Tasks ->
(1) Reproduce, word for word, the stretch of the medevac passage from "For their action, the" through "perform life-saving missions.".
(2) Answer each question from the medevac passage below:
(a) How many missions did Sell fly during her deployment to Kuwait?
(b) What award was the crew given for saving the soldier with the femoral artery laceration?
(c) How far had the hiker fallen along the Salmon River?
(3) For each statement, state whether the medevac passage below agrees with it. Answer yes or no, and quote the deciding words.
(a) Sell's deployment to Kuwait lasted two years.
(b) Medevac crews usually fly no higher than 50 feet above the ground.
(c) The hiker fell to his death near the Snake River.

Excerpted passage ->

Amanda and her older brother Jeff Westfall, circa 2004
Sell was deployed to Kuwait in the 163rd Infantry Battalion for one year, during which she flew 47 missions.
“Conflict for a medevac team looks a little differently for us than from a troops standpoint,” she said. “Because we are in an aircraft with large rotor blades and an even larger red cross on the side of the helicopter, we are an easy target. It seems counterintuitive to people who don’t understand, but we fly low and slow, typically not more than 50 feet off the ground, so radar can’t lock on us. That’s why we are trained to help the pilots stay clear of obstacles like wires and terrain, for example.”
Whenever the call for help came, Sell said, the adrenaline would start to flow and the crew would be ready to move immediately. During one rescue, a soldier had a femoral artery laceration. As the pilot in command was getting the necessary information on where they were to go, as well as the patient’s status, “he looked at me and said, ‘this could be a bloody mess.’ He started running to the helicopter.
“We were told the patient was going to be moved from the point of injury to the troop medical clinic, but I knew from my medical training that any extra movement could be lethal,” Sell said. “I instructed the pilot to land instead at the point of injury, which wasn’t the safest place for us to be. But my pilot trusted me, and when we reached the soldier, we were able to apply pressure on the artery, slide him into the aircraft and treat him in the air before landing at the hospital. By getting to him early enough at the point of injury, we were able to save his life.”
For their action, the crew was awarded the Sikorsky Winged-S Rescue Award, a prestigious award given to medevac crews and helicopter pilots who perform life-saving missions.
Salmon River hoist recovery mission
Stateside after her deployment, Sell recalled the recovery of a hiker who had fallen 200 feet off a cliff to his death along the Salmon River in Idaho. The area was heavily wooded, and the search-and-rescue crew had been unable to find the hiker, so they called the National Guard to help.

Data section ->
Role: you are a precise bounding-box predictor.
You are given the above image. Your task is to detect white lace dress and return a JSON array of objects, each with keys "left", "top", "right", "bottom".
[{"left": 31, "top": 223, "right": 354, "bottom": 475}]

Results of the tasks ->
(1)
For their action, the crew was awarded the Sikorsky Winged-S Rescue Award, a prestigious award given to medevac crews and helicopter pilots who perform life-saving missions.

(2)
(a) 47 missions.
(b) The Sikorsky Winged-S Rescue Award.
(c) 200 feet.

(3)
(a) No: "for one year"
(b) Yes: "typically not more than 50 feet off the ground"
(c) No: "along the Salmon River in Idaho"